> [Problem details]:
Only an exact copy of the listing below will do.

> [Input records]:
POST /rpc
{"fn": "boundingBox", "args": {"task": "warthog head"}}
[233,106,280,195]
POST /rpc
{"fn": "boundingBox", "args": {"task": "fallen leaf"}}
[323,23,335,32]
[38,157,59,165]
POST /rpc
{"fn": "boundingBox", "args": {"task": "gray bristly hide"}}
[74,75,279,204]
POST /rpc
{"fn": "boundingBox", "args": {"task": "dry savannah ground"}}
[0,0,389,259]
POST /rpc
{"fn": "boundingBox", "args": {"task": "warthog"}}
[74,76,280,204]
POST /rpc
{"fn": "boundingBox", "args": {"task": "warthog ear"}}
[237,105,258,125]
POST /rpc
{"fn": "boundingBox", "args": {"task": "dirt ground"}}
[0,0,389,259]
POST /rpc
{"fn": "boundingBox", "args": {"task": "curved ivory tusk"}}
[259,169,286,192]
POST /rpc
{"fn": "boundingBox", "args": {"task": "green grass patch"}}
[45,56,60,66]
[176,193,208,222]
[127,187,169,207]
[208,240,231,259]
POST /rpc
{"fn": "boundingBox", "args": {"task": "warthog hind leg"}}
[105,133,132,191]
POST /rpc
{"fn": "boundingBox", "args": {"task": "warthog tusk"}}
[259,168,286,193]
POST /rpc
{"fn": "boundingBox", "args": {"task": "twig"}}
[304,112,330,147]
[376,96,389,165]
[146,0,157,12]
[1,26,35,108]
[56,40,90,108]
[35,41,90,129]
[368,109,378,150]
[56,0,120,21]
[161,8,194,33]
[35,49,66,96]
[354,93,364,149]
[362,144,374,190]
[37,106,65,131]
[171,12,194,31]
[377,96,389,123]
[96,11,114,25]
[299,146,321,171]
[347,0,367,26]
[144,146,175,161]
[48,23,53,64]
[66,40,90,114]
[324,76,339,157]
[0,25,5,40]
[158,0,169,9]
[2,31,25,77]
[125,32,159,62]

> [Exercise result]:
POST /rpc
{"fn": "boundingBox", "args": {"task": "warthog head"}}
[233,106,280,195]
POST /rpc
{"fn": "boundingBox", "args": {"task": "fallen leaf"}}
[323,23,335,32]
[38,157,59,165]
POST /rpc
{"fn": "boundingBox", "args": {"task": "gray bristly hide"}}
[74,75,279,204]
POST /rpc
{"fn": "boundingBox", "args": {"task": "dry savannah ground"}}
[0,0,389,259]
POST /rpc
{"fn": "boundingBox", "args": {"task": "warthog"}}
[74,76,280,204]
POST /rpc
{"fn": "boundingBox", "args": {"task": "warthog ear"}}
[237,105,258,125]
POST /rpc
{"fn": "boundingBox", "args": {"task": "dirt ground"}}
[0,0,389,259]
POST /rpc
{"fn": "boundingBox", "args": {"task": "curved ivory tusk"}}
[259,169,286,192]
POST /rpc
{"fn": "boundingBox", "args": {"task": "green grass patch"}}
[45,56,60,66]
[176,193,208,222]
[127,187,169,207]
[208,240,231,259]
POST /rpc
{"fn": "boundingBox", "args": {"task": "warthog hind leg"}}
[105,133,132,191]
POST /rpc
{"fn": "boundingBox", "args": {"task": "warthog tusk"}}
[259,168,286,193]
POST /rpc
{"fn": "boundingBox", "args": {"task": "twig"}}
[304,112,330,147]
[376,96,389,165]
[146,0,157,12]
[1,26,35,108]
[56,40,90,108]
[35,41,90,129]
[368,109,378,150]
[56,0,120,21]
[161,8,194,33]
[35,49,66,96]
[354,93,364,149]
[362,144,374,190]
[37,106,65,131]
[171,12,194,31]
[377,96,389,123]
[96,11,114,25]
[299,146,321,171]
[347,0,367,26]
[144,146,175,161]
[48,23,53,64]
[66,40,90,114]
[324,76,339,157]
[0,25,5,40]
[158,0,169,9]
[2,31,25,77]
[125,32,159,62]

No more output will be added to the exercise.